[Stored items]
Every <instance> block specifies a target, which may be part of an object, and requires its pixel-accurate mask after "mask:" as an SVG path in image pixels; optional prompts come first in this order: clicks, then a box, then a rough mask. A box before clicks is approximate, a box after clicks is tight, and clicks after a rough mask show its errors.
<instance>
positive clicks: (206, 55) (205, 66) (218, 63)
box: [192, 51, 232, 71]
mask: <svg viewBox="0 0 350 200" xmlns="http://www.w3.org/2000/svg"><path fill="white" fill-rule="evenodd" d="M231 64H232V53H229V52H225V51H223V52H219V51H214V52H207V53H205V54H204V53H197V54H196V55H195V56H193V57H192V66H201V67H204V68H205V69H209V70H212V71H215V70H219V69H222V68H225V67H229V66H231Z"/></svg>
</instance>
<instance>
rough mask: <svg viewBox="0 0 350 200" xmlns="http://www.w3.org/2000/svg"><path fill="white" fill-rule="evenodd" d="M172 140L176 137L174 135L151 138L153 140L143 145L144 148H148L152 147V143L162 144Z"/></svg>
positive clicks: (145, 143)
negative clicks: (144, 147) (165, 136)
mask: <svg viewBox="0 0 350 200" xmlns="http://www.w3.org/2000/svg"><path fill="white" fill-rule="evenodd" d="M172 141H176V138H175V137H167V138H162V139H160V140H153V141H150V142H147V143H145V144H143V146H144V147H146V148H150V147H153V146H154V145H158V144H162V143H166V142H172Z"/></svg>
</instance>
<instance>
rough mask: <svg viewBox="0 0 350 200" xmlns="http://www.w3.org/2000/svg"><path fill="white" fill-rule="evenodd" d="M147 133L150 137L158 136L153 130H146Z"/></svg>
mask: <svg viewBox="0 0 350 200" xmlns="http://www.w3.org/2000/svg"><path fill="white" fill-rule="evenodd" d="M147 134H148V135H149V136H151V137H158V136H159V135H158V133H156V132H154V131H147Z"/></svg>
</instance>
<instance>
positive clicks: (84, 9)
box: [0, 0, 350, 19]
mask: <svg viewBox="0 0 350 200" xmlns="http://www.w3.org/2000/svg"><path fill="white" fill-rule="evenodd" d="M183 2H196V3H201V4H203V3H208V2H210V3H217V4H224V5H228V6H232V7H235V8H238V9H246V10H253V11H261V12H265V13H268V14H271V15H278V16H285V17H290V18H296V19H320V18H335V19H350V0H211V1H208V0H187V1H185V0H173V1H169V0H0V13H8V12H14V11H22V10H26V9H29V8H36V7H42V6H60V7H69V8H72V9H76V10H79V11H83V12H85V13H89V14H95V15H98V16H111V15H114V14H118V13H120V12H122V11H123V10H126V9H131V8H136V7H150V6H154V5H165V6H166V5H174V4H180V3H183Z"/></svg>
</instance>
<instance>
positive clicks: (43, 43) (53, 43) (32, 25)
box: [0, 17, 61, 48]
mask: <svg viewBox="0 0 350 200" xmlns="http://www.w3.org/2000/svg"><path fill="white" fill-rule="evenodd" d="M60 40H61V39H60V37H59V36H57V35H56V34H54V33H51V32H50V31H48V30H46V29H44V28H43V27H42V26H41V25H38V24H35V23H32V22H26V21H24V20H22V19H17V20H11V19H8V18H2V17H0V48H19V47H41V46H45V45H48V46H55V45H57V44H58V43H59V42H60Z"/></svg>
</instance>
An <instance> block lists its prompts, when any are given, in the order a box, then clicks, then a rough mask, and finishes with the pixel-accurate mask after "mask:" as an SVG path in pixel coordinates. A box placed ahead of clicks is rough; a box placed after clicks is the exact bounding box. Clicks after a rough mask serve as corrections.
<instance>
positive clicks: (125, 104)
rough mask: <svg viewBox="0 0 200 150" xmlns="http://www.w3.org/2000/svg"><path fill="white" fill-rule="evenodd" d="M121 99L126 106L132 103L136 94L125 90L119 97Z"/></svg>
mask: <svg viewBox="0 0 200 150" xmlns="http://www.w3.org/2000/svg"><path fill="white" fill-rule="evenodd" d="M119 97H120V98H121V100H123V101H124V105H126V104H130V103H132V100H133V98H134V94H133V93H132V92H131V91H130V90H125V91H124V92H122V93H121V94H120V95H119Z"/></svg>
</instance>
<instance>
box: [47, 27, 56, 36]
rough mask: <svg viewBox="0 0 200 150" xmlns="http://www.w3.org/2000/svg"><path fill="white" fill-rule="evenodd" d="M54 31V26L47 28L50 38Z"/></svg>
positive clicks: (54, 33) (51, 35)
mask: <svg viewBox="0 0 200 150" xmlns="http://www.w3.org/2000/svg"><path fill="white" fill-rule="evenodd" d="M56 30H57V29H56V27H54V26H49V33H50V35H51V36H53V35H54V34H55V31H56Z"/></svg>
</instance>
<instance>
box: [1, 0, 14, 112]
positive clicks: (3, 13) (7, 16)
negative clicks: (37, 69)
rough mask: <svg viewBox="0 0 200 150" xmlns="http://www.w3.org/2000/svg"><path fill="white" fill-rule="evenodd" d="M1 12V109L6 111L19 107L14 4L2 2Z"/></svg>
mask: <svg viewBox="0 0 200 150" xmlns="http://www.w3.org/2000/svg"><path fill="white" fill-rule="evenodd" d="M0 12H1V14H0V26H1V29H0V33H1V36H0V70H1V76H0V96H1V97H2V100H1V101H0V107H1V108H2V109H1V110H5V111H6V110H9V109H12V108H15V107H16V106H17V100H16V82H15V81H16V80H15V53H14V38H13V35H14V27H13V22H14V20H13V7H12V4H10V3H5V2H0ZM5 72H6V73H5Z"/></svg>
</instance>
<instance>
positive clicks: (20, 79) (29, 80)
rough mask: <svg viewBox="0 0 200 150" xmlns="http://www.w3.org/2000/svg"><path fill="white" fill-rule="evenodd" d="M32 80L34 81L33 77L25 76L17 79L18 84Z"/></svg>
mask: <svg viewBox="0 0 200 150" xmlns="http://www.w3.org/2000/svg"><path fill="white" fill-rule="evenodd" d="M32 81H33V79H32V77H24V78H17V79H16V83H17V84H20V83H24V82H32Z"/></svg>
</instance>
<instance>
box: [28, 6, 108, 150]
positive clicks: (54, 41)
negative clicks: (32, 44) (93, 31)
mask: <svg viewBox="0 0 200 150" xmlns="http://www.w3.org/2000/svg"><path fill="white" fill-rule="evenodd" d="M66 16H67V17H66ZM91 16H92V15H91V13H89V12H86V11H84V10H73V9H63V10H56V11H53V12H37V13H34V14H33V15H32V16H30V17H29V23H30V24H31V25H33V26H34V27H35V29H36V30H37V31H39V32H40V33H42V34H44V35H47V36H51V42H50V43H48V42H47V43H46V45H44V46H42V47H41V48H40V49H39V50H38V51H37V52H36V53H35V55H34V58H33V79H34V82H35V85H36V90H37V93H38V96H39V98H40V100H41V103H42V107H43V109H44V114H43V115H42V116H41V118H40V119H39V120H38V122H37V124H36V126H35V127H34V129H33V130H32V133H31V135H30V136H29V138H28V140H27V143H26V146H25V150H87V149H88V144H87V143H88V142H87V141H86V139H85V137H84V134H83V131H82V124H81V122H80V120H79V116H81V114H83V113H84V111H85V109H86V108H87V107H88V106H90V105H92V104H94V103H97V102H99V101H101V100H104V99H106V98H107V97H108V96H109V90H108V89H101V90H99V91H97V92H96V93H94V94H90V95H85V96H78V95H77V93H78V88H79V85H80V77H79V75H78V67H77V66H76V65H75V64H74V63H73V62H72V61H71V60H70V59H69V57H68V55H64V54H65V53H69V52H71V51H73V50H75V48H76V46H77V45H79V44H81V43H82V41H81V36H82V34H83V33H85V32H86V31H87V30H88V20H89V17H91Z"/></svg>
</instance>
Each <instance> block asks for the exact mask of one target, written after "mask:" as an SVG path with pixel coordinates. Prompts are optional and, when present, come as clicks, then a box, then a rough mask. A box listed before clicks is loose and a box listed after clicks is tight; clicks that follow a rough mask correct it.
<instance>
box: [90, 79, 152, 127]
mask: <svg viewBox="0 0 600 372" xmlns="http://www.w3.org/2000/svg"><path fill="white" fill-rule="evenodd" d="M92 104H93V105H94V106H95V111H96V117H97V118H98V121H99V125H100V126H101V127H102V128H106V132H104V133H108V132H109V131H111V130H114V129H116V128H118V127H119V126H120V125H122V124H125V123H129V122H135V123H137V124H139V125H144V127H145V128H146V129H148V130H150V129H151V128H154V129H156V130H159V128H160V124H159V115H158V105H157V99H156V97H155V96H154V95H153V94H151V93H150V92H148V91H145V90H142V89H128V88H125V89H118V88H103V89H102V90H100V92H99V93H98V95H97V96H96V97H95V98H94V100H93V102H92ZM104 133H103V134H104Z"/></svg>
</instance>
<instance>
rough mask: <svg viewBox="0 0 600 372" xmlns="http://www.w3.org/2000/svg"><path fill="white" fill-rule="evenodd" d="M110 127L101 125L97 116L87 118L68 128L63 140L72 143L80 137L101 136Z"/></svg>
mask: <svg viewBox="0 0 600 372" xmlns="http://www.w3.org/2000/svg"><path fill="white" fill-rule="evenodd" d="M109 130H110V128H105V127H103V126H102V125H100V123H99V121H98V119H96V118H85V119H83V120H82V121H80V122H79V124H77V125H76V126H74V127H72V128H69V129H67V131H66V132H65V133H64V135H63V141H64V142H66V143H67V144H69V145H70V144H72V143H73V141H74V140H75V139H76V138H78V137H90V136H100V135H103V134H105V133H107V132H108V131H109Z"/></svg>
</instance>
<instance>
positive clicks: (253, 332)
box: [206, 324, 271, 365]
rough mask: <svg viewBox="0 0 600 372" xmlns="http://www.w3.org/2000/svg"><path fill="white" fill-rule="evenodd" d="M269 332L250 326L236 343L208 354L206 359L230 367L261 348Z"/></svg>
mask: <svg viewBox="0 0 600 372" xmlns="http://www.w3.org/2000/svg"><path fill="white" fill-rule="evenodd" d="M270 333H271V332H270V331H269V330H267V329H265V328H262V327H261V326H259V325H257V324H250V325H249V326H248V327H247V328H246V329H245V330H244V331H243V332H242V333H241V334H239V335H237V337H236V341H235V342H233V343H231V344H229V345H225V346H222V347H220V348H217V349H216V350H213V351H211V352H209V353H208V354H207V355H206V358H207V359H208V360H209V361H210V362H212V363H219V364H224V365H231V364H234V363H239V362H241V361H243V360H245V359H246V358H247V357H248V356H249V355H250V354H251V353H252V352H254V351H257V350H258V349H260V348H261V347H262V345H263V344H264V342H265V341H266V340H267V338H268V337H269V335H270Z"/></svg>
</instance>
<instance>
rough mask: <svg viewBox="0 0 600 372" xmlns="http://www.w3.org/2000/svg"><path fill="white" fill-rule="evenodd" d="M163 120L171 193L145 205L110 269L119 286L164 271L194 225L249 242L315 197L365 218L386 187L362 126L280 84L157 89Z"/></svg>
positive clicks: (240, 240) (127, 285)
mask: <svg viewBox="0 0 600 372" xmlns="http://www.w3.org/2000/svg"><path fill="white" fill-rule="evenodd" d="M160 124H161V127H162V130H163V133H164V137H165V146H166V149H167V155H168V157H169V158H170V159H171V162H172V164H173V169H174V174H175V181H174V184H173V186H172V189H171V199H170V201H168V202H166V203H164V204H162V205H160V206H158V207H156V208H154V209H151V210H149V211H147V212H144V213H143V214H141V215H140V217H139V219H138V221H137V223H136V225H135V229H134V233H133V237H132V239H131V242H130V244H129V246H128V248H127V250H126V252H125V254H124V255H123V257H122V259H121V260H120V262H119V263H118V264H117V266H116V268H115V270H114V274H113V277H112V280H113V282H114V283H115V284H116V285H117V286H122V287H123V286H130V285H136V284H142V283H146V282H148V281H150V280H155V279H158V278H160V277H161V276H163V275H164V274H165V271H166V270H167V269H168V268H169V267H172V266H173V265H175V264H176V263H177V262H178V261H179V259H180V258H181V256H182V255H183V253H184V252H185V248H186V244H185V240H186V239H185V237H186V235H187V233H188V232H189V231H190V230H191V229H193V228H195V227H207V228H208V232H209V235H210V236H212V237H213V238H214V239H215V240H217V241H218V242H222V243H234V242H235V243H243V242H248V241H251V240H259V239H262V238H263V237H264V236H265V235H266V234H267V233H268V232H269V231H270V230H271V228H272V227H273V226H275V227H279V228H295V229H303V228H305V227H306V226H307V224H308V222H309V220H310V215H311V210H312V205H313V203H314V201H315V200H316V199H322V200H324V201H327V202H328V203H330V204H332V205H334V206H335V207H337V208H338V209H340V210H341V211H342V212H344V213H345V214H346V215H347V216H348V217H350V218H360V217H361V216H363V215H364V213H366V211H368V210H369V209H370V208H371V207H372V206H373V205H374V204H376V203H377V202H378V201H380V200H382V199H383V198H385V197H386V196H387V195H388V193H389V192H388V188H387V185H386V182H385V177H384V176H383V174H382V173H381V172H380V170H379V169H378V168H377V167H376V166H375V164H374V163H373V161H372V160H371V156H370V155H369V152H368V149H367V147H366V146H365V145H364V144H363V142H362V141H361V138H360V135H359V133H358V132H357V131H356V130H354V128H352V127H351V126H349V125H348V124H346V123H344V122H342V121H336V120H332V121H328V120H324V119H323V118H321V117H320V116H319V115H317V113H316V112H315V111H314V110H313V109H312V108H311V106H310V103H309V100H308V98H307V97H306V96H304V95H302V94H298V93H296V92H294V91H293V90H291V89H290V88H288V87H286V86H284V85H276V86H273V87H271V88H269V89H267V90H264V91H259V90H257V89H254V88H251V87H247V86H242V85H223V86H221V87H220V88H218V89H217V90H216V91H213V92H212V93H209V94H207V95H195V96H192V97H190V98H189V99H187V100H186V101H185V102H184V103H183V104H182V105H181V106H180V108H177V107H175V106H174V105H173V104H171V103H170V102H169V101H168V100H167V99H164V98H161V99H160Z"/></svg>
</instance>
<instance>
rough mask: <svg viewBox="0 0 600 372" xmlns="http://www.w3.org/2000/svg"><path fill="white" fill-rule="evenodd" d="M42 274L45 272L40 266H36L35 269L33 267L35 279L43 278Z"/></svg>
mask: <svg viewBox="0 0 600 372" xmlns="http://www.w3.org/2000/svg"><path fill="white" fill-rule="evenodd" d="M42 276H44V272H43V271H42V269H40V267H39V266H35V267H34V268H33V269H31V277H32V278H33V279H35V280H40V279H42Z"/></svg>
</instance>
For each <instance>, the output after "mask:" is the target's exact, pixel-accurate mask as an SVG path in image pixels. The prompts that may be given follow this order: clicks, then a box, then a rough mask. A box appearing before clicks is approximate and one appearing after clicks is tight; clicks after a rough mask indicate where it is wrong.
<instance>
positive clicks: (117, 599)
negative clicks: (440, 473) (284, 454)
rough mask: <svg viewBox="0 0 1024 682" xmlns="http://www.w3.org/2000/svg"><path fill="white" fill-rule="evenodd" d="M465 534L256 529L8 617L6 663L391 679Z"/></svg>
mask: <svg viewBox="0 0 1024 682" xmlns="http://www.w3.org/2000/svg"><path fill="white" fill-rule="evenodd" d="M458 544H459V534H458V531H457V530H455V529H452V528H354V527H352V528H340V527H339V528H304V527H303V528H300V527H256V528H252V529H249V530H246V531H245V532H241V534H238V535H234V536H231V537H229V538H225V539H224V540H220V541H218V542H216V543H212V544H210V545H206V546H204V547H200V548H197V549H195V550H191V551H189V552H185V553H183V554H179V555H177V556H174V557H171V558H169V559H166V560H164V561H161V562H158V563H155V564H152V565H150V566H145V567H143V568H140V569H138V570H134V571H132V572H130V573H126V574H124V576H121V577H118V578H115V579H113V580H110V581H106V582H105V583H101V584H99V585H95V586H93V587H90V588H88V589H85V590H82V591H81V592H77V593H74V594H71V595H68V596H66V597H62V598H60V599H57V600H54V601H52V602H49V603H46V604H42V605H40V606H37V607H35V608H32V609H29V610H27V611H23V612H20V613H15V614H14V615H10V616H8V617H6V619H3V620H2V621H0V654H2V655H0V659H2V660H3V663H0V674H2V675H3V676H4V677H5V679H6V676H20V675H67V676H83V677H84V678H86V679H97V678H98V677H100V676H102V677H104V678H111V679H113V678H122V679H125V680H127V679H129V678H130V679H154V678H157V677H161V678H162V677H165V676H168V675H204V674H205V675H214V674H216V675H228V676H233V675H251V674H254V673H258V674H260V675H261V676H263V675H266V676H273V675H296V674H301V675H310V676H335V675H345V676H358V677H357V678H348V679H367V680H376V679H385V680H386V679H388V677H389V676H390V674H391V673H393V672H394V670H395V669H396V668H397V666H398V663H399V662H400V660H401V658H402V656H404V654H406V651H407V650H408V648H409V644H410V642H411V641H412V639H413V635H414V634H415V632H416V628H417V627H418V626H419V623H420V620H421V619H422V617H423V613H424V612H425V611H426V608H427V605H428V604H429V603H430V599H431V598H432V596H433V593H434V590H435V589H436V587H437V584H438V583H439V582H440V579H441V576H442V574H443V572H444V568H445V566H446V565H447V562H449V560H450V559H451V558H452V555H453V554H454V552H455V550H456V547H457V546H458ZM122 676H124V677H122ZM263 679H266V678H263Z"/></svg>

**YOUR INSTRUCTIONS**
List each line above that contains the word "negative". Treat uppercase and lowercase letters as different.

**COMPLETED EXERCISE**
negative clicks: (144, 147) (165, 136)
negative clicks: (37, 69)
negative clicks: (32, 44) (93, 31)
negative clicks: (440, 473) (284, 454)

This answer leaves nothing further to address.